### WHAT THE EXERCISE ASKS
Leaving the pictures aside, repeat every line below exactly.

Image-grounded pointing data

BEGIN

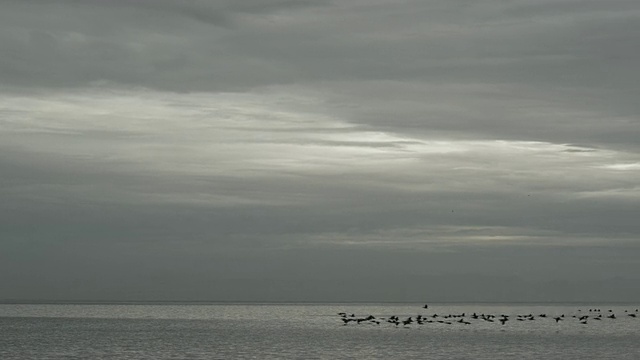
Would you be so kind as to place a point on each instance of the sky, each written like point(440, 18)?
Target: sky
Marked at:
point(318, 150)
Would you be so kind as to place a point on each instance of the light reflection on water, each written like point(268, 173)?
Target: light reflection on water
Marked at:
point(308, 331)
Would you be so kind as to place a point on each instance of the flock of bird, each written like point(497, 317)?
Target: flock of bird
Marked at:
point(467, 319)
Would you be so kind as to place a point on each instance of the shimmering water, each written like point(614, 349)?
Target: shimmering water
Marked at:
point(312, 331)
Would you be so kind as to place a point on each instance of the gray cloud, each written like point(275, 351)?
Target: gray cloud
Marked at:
point(154, 149)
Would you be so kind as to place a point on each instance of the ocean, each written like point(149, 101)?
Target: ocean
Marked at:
point(317, 331)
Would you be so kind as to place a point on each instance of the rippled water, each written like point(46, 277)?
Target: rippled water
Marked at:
point(309, 331)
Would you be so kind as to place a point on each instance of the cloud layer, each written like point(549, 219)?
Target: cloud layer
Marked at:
point(183, 146)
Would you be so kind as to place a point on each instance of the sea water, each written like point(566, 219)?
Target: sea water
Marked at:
point(314, 331)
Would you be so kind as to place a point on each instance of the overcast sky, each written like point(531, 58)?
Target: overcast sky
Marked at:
point(317, 150)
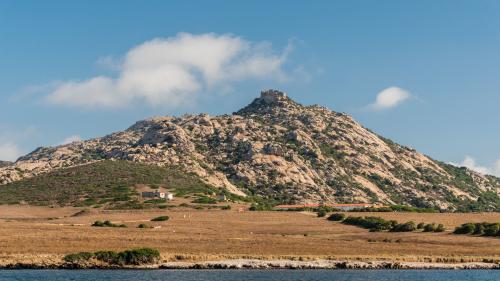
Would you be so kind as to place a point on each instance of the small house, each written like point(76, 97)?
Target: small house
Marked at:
point(170, 196)
point(153, 194)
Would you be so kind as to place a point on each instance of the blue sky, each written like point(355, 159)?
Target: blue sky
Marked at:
point(84, 69)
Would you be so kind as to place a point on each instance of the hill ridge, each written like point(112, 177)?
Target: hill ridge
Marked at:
point(278, 149)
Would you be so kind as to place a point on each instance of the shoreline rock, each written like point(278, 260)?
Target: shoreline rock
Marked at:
point(265, 264)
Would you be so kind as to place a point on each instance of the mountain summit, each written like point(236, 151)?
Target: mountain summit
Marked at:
point(277, 149)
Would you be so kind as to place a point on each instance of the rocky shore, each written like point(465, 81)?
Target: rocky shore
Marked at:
point(262, 264)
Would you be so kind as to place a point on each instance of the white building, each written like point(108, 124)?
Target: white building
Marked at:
point(153, 194)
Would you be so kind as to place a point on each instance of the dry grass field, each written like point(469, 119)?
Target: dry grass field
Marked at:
point(216, 234)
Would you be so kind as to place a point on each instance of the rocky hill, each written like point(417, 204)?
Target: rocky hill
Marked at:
point(5, 163)
point(278, 149)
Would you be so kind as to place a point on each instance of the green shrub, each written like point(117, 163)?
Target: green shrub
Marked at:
point(430, 227)
point(261, 207)
point(479, 229)
point(78, 257)
point(107, 224)
point(204, 200)
point(440, 228)
point(128, 257)
point(404, 227)
point(138, 256)
point(492, 229)
point(336, 217)
point(161, 218)
point(321, 213)
point(106, 256)
point(466, 228)
point(372, 223)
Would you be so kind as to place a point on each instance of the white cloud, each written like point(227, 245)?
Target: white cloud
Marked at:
point(71, 139)
point(470, 162)
point(9, 151)
point(389, 98)
point(170, 71)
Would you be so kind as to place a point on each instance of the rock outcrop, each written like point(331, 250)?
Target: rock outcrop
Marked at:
point(277, 148)
point(5, 163)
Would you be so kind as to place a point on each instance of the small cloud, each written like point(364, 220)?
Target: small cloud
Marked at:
point(71, 139)
point(9, 151)
point(389, 98)
point(170, 72)
point(470, 163)
point(109, 62)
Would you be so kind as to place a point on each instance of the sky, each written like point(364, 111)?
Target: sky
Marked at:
point(422, 73)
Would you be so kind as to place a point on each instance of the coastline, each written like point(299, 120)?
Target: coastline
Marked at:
point(259, 264)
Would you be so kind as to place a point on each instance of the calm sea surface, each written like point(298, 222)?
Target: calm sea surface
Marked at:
point(252, 275)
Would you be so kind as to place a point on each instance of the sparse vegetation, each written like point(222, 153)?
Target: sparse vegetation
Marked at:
point(404, 227)
point(107, 224)
point(481, 229)
point(204, 200)
point(336, 217)
point(78, 257)
point(161, 218)
point(107, 183)
point(128, 257)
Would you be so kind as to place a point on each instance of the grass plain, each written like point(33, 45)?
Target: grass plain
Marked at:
point(28, 232)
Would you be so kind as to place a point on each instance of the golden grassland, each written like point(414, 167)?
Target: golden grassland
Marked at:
point(194, 235)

END

### EXPECTED ANSWER
Would you be so kind as to place a point on each instance of the sky, each written like point(440, 18)?
Target: sky
Marked at:
point(318, 150)
Would you be so kind as to place a point on each instance of the light reflection on water, each written like point(268, 173)?
Target: light reflection on water
Marked at:
point(308, 331)
Would you be so kind as to place a point on each instance of the flock of bird, each written like point(497, 317)?
Target: flock of bird
Marked at:
point(467, 319)
Would you be so kind as to place a point on each instance of the shimmering water, each written like point(614, 349)?
Target: shimmering water
Marked at:
point(312, 331)
Would you be so kind as to place a point on each instance of the gray cloud, each written like point(275, 351)?
Target: gray cloud
Marked at:
point(154, 149)
Would you be so kind as to place a point on each instance of the ocean, each written like point(149, 101)?
Target: ocean
Marked at:
point(317, 331)
Would you be so kind as to place a point on each instance of the rippled water, each written like point(46, 277)?
Target: rippled water
Marked at:
point(309, 331)
Would you be so kind as to place a point on each instance of the cloud layer, each written like point(549, 219)?
Target: cloud layer
Marked at:
point(183, 146)
Would you be so kind as to place a point on each instance of the sea water, each written like point(566, 219)?
Target: sea water
Marked at:
point(314, 331)
Would you be so kind as to place a point on each instance of the overcast sky, each written like point(531, 58)?
Target: overcast sky
Marked at:
point(317, 150)
Would you be so kind as to place a point on each instance of the small house, each written like point(76, 97)?
Target: small house
Marked at:
point(170, 196)
point(153, 194)
Would you be so kind as to place a point on each instance of the blue sky, each written like point(355, 159)?
Target: blue sky
Marked at:
point(84, 69)
Would you be so kind as to place a point on each instance of the hill ridge, each written like point(112, 177)?
Target: hill ridge
Marked at:
point(278, 149)
Would you be so kind as to place a point on each instance of the shoreline rock, each written like point(278, 260)?
Target: shoreline rock
Marked at:
point(265, 264)
Would you be so kind as to place a point on each instance of the mountain summit, each written like point(236, 151)?
Target: mountain summit
Marked at:
point(277, 149)
Would you be so kind as to place a point on each instance of the rocky shore, each written like point(465, 81)?
Target: rocky shore
Marked at:
point(262, 264)
Would you be so kind as to place a point on each instance of the white building, each written like point(108, 124)?
Target: white building
Marked at:
point(153, 194)
Would you be so kind as to place a point on each instance of the dry grass field, each written like point(469, 119)?
Target: dry grass field
Marked at:
point(216, 234)
Would you be so kind as to place a point on each instance of the rocky hill, each written like point(417, 204)?
Target: rocky hill
Marked at:
point(5, 163)
point(278, 149)
Would you be so kind as to place a point on each instance of the green shrub, each written like point(117, 163)?
Target: green shrub
Marked at:
point(430, 227)
point(261, 207)
point(479, 229)
point(78, 257)
point(107, 224)
point(204, 200)
point(440, 228)
point(128, 257)
point(404, 227)
point(138, 256)
point(492, 229)
point(336, 217)
point(161, 218)
point(321, 213)
point(106, 256)
point(466, 228)
point(372, 223)
Would you be so kind as to place a point on each instance of the white cloud, each written like point(227, 245)?
Target: white cloud
Marked at:
point(71, 139)
point(470, 162)
point(9, 151)
point(389, 98)
point(170, 71)
Would you be so kind as to place a point on each instance of the rock outcrop, each written like point(331, 250)?
Target: rock outcrop
Marked at:
point(277, 148)
point(5, 163)
Would you be so kind as to place a point on each instance of the small cloud, each written like point(364, 220)?
Target: small cloud
Marked at:
point(71, 139)
point(9, 151)
point(389, 98)
point(170, 72)
point(470, 163)
point(109, 62)
Would you be so kind as to place a point on each instance of the sky, each written like point(364, 111)?
Target: sky
Marked at:
point(422, 73)
Would you be so kind as to place a point on each instance of the coastline, each written like point(299, 120)?
Target: coastline
Marked at:
point(259, 264)
Would you be so kind as to place a point on each instance of the calm sea surface, each written like point(298, 222)?
Target: calm sea surface
Marked at:
point(252, 275)
Would you be so kind as to place a point on each instance of the sparse vegetation, each written like point(222, 153)?
Target: sparse vegetation
Marked at:
point(404, 227)
point(107, 224)
point(481, 229)
point(204, 200)
point(336, 217)
point(78, 257)
point(161, 218)
point(107, 183)
point(128, 257)
Would you be so kind as to place a point on each instance of the grass plain, each written like point(33, 45)?
Target: grass plain
Marked at:
point(28, 232)
Would you be so kind as to place a point on each instance of the golden grassland, each written like point(414, 167)?
Target: golden grassland
Marked at:
point(194, 235)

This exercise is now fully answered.